PASSAGE START

The taxpayer retained a national tax preparation firm to help her prepare her 2004 return. After reviewing her records, the firm suggested that she apply for innocent spouse relief. The taxpayer completed an application, including a Form 12510, Questionnaire for Requesting Spouse, which had a worksheet for monthly income and expenses. The taxpayer reported a monthly net income of $2,636 and expenses of $2,480 (including the $775 monthly installment payment), leaving her a surplus of $156 per month. The IRS denied the taxpayer’s request for innocent spouse relief.
The taxpayer timely appealed the denial to the IRS’ Office of Appeals, where the Appeals officer determined that the taxpayer was in tax compliance and satisfied the threshold requirements for relief on the portion of the liability attributable to her deceased husband. The Appeals officer rejected the taxpayer’s request for relief, because:
(1) The taxpayer had reason to know of the underpayment. (2) In 1999 and 2000 nearly all of the underpayments were attributable to her earnings (the officer did not have the 1998 return for review).
(3) Paying the debt would not cause the taxpayer economic hardship, because she reported a monthly surplus on her worksheet.
(4) The taxpayer’s husband did not abuse her. (5) The taxpayer had no health problems.
The officer did not take into account, or find relevant, the dollar amount and percentage of the overall debt that the taxpayer paid through installment payments. Two years after the taxpayer’s initial submission of Form 12510, the taxpayer submitted a new form that showed a monthly cash-flow shortfall of $322, without provision for the repayment of outstanding taxes. The record showed that the taxpayer’s financial condition worsened due, in part, to the financial arrangement she had with her new husband, who had limited income. Section 6015 provides relief from joint and several liability on a joint return. If a taxpayer does not qualify for innocent spouse relief under Section 6015(b) or 6015(c), the taxpayer may seek an equitable remedy under Section 6015(f). Because the taxpayer did not qualify for relief under Section 6015(b) or 6015(c), her sole avenue of relief was provided by Section 6015(f). The Tax Court began its review by examining Rev. Proc. 2003-61, 2003-2 CB 296, which outlined the new review process IRS employees were to follow when determining whether a spouse qualifies for equitable relief. The process begins with seven threshold criteria that must be satisfied before equitable relief will be considered. The court found that the taxpayer met the threshold requirements of section 4.01 of the Procedure on the portion of the liability that was attributable to her deceased husband for 1992 and 1995, but because the attribution factor was elevated to a threshold fact under the new process, the court could not consider relief for 1998 and 1999 as the liability for those years was her own. Since the taxpayer satisfied the threshold requirements, the court then considered whether her circumstances satisfy all three elements of section 4.02: marital status, knowledge or reason to know, and economic hardship. The court found that the taxpayer satisfied the first element, but failed to satisfy at least one of the other factors. For requesting spouses who fail to qualify under section 4.02, the procedure provides a list of nonexclusive factors that are considered in determining whether to grant full or partial equitable relief. The Tax Court weighed the factors in the instant matter:
(1) Marital status. The taxpayer’s husband died before she requested relief, so this factor favored relief. (2) Economic hardship. The court said that the Appeals officer properly relied on the taxpayer’s Form 12510 in determining that she would not suffer economic hardship if denied relief, because her worksheet showed a monthly surplus after paying basic living expenses and the installment payment and the taxpayer corroborated the determination. The court stated that normally its inquiry would stop there, but because Section 6015(f) required that the court take into account “all facts and circumstances,” it considered the taxpayer’s new Form 12510, which showed a monthly deficit of $322. The court found that the taxpayer, who already had a modest lifestyle, suffered a diminution in her financial circumstances. Considering the combination of age, education, and work situation, the court found that the taxpayer was in a precarious financial circumstance and said that the economic hardship factor was neutral.

PASSAGE END

*WORK TASK 1*
Name every dollar amount given in the case summary.
*WORK TASK 2*
Swap "Appeals officer" for "hearing officer" in the case summary and write out the part starting at "The taxpayer timely" and ending at "no health problems.".
The listing that comes next is separate material, unrelated to the case summary.

MATERIAL PROVIDED START

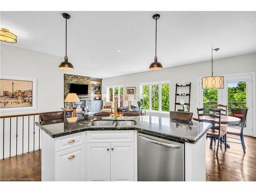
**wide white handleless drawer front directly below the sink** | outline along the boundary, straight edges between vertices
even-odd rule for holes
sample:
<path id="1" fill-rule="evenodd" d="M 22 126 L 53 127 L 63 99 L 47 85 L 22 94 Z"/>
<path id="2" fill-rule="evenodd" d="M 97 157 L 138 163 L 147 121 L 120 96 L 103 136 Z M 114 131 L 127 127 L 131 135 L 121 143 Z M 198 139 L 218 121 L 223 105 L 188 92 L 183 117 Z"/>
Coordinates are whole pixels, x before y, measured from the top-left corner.
<path id="1" fill-rule="evenodd" d="M 87 142 L 134 142 L 134 131 L 88 131 Z"/>

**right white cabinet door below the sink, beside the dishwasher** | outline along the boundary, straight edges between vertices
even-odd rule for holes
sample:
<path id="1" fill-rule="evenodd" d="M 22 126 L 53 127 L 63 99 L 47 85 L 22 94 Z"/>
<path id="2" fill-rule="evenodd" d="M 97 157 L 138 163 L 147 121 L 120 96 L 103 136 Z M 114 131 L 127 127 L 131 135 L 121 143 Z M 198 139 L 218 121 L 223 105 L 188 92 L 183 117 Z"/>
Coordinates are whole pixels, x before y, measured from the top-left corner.
<path id="1" fill-rule="evenodd" d="M 134 143 L 111 143 L 111 181 L 134 181 Z"/>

MATERIAL PROVIDED END

*WRITTEN ANSWER 1*
$2,636; $2,480; $775; $156; $322

*WRITTEN ANSWER 2*
The taxpayer timely appealed the denial to the IRS’ Office of Appeals, where the hearing officer determined that the taxpayer was in tax compliance and satisfied the threshold requirements for relief on the portion of the liability attributable to her deceased husband. The hearing officer rejected the taxpayer’s request for relief, because:
(1) The taxpayer had reason to know of the underpayment. (2) In 1999 and 2000 nearly all of the underpayments were attributable to her earnings (the officer did not have the 1998 return for review).
(3) Paying the debt would not cause the taxpayer economic hardship, because she reported a monthly surplus on her worksheet.
(4) The taxpayer’s husband did not abuse her. (5) The taxpayer had no health problems.